Thursday, November 18, 2010

An Interview with Jim Rash from Community

Photo by Harper Smith/NBC 

When Community premiered last year, we expected Chevy Chase and Joel McHale to carry show. After all, Chase is a comedy legend and Joel is our pop culture hero on The Soup. Our hopes were pinned on them for a good hearty laugh every Thursday night. What we did not expect was that the majority of the humor would come from the rest of the supporting ensemble—in particular Danny Pudi (Abed), Ken Jeong (Senor Chang), and Jim Rash (Dean Pelton).

The three have also taken on bigger roles on the show's webisodes. In the past Abed and Chang have starred in a web series involving Spanish assignments, space travel, action, and adventure. This season the featured web series is Dean Pelton’s Office Hours. Jim Rash takes us inside the inner sanctum of Greendale's fearless leader as he tackles the problems of some of the school's favorite reoccurring students like Leonard and the Human Being, Greendale's faceless mascot.

We spoke with Jim Rash in a recent conference call interview about the webisodes, the show, and how he learned to be funny.

Check out our slide show of Dean Pelton photos at and watch Community on NBC, Thursday nights at 8:00 PM/7:00 PM Central.

Q: You have great comedic timing. Is it something that’s natural for you or do you have to work at it?

JIM: I wish it was natural. I don’t know. Maybe it comes from just growing up… being super popular in high school, and you just learn to use it. As far as training and stuff, it’s honing. I got to Los Angeles. Most everything got honed, I guess… at The Groundlings Theater… I’ve been active at The Groundlings for 11 years. So that was probably my training outside of college. But I think it was probably instinctual at some point along the way.

Q: Besides the timing, what did you learn from your experience at The Groundlings that you applied to your work on Community?

JIM: Well certainly I started working at The Groundlings, and mainly to take improv classes. And, I think those were beneficial not just with acting [on] Community, but also in writing because I enjoy doing that as well. Even though I have to say the writing staff is incredible and Dan Harmon had such a vision that although there is certainly always room for a little improv while we’re shooting, it’s a lot on the page. So I would say that Groundlings has been definitely influential for me just across-the-board, certainly in peoples’ fascination in the growing world of improv and that kind of stuff.

Q: You’re from Charlotte, [North Carolina], not exactly a theater and acting friendly city. What got you started in acting and theater?

JIM: Well, other than what can only be called just super quality High School Theater, which I did do. Well, two things for me started me towards what I wanted to do. One was as soon as I graduated—I went to a school called Charlotte Latin School, in Charlotte—and after I graduated from there, I really wanted to go to Chapel Hill. And, now the world will know, my grades weren’t great. I’ll confess that. And so I went to a post-graduate year at a boarding school up in New Jersey called the Lawrenceville School. And anyway, their theater program there was amazing, and I just fell in love with that, and then carried through to Carolina, and then when I got out to L.A. with The Groundlings. So, it was that path I think was [where] it really began, even though I did do some theater at Latin. But it really began probably for me up there at Lawrenceville.

Q: When you were a kid, did you do a lot of comedy, like acting up around the family and puttin on shows?

#### SUPPLIED ENTRIES
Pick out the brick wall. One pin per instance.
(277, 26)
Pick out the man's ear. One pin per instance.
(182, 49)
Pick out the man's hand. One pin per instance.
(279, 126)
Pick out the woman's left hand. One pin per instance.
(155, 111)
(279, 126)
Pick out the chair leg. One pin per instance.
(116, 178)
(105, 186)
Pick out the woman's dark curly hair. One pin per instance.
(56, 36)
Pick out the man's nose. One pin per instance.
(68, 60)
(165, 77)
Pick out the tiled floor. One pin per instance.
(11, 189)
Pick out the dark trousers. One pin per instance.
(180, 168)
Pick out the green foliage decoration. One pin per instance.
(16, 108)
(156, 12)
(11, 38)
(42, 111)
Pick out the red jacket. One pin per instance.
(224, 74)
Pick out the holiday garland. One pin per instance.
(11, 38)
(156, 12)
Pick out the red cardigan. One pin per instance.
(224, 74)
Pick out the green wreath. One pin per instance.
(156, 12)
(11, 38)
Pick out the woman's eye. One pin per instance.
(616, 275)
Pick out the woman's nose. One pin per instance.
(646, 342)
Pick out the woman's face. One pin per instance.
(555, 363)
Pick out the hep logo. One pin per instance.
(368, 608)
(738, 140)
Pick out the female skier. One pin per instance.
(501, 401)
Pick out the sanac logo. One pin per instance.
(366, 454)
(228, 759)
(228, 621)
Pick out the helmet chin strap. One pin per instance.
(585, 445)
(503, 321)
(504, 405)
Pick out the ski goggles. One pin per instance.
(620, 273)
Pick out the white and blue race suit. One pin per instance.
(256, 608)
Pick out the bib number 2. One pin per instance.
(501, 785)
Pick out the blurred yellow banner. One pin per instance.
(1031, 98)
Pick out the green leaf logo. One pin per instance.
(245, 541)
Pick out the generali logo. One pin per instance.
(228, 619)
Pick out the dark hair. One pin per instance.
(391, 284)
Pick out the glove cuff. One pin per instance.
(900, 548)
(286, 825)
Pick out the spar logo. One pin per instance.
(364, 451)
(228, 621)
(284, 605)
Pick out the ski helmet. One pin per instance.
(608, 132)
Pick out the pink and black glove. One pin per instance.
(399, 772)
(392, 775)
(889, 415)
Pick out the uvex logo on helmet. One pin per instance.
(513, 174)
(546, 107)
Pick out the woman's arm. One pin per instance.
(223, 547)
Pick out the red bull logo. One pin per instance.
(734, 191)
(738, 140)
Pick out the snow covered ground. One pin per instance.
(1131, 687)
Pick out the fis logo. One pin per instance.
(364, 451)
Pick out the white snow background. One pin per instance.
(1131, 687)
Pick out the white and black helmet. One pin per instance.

#### TASK OBJECTIVE
Reproduce the Jim Rash interview between "We spoke with" and "work at it?", inclusive, renaming "conference call" to "telephone" throughout. The entries above are separate material, unrelated to the Jim Rash interview.

#### RESULT
We spoke with Jim Rash in a recent telephone interview about the webisodes, the show, and how he learned to be funny.

Check out our slide show of Dean Pelton photos at and watch Community on NBC, Thursday nights at 8:00 PM/7:00 PM Central.

Q: You have great comedic timing. Is it something that’s natural for you or do you have to work at it?